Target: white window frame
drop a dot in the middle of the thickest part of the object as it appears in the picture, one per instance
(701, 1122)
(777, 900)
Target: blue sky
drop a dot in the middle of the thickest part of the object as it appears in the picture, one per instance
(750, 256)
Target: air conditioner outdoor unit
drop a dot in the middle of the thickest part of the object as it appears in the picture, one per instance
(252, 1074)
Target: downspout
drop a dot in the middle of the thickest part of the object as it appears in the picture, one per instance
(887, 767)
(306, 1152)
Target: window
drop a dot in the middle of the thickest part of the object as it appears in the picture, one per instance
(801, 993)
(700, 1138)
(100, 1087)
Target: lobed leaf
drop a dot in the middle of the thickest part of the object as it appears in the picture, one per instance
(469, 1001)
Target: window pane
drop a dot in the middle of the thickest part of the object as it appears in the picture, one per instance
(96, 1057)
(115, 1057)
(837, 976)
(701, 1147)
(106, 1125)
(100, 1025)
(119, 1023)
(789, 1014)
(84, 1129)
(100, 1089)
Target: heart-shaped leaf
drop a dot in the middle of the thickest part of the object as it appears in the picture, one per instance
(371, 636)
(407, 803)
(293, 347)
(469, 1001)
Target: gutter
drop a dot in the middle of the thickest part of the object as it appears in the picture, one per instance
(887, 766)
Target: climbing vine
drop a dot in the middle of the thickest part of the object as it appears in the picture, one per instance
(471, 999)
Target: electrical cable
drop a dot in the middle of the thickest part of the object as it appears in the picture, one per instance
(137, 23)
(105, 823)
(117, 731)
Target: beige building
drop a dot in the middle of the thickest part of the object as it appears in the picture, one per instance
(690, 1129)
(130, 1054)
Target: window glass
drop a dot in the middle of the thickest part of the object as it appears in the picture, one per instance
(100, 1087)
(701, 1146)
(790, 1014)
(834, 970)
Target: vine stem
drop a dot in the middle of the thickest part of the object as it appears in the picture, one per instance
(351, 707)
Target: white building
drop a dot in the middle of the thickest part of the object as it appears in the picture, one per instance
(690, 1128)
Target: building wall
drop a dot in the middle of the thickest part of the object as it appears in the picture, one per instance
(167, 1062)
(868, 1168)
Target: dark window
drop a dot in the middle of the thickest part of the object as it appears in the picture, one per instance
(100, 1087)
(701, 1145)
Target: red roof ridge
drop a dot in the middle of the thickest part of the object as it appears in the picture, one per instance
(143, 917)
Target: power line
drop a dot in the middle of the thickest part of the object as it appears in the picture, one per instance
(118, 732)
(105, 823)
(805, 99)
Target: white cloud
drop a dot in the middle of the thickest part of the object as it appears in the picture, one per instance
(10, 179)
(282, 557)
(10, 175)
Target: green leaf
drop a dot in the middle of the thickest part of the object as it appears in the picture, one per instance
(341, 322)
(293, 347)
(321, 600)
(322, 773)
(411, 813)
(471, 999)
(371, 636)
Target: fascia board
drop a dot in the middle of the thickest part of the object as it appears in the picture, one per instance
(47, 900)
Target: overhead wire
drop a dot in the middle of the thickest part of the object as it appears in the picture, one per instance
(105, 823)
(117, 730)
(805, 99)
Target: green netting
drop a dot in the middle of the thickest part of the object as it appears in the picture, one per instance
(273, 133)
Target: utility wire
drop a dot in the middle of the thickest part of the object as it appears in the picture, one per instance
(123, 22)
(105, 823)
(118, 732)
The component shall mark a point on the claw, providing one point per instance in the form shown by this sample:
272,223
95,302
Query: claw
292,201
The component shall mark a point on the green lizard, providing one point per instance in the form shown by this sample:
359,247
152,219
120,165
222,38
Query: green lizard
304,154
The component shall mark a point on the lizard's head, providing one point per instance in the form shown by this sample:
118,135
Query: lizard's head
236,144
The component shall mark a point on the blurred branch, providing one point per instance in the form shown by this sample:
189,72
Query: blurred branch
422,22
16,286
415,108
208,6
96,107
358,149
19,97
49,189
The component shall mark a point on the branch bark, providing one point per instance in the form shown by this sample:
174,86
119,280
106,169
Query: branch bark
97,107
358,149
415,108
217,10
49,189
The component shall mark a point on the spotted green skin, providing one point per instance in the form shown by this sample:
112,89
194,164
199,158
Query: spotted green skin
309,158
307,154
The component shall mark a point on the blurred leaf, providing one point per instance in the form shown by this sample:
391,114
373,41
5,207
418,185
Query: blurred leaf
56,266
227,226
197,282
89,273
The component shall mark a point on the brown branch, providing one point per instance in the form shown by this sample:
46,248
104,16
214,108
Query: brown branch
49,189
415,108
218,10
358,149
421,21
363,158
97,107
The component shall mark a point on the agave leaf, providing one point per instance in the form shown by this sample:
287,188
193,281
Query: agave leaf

ABOUT THIS EXERCISE>
Exactly as written, please reproduce the lines from the first line of the data to the line containing "Target: window glass", inclusive, and nothing else.

RESULT BELOW>
Target: white window frame
drop a dot in the middle of the thickest part of the object as it appears in the picture, one per instance
(701, 1122)
(777, 900)
Target: blue sky
drop a dot in the middle of the thickest part of the object as it appears in the picture, one per instance
(750, 256)
Target: air conditioner outdoor unit
drop a dot in the middle of the thickest part of the object as it appears in the picture, one per instance
(252, 1074)
Target: downspout
drop a dot in the middle of the thickest part of the object as it appears in the picture, one per instance
(887, 767)
(306, 1152)
Target: window
drop a dot in the middle of the thickest part of the object as it appears in the picture, one per instance
(801, 993)
(700, 1138)
(100, 1087)
Target: lobed leaf
drop a dot in the middle of the thickest part of the object as it appears in the picture, one per instance
(469, 1001)
Target: window pane
drop a dot in the middle of the thickest part of the object as it appears in the picture, one per instance
(96, 1057)
(115, 1057)
(837, 976)
(701, 1147)
(106, 1125)
(100, 1025)
(119, 1023)
(789, 1014)
(84, 1129)
(100, 1089)
Target: heart-shaped leaf
drop a dot in the middle of the thickest part of the object as it appears in the picture, one per instance
(371, 636)
(407, 803)
(293, 347)
(469, 1001)
Target: gutter
drop a dot in the middle of the thickest part of the object as it appears in the picture, one per instance
(887, 766)
Target: climbing vine
drop a dot in the middle of the thickest part of the object as it appears in the picture, one per instance
(471, 999)
Target: electrical cable
drop a dot in the middle of the thickest part of the object as it appears in the picture, one per instance
(137, 23)
(105, 823)
(117, 731)
Target: beige building
drop a dot in the middle of the thickest part of the object as it appears in the picture, one per instance
(690, 1129)
(130, 1054)
Target: window glass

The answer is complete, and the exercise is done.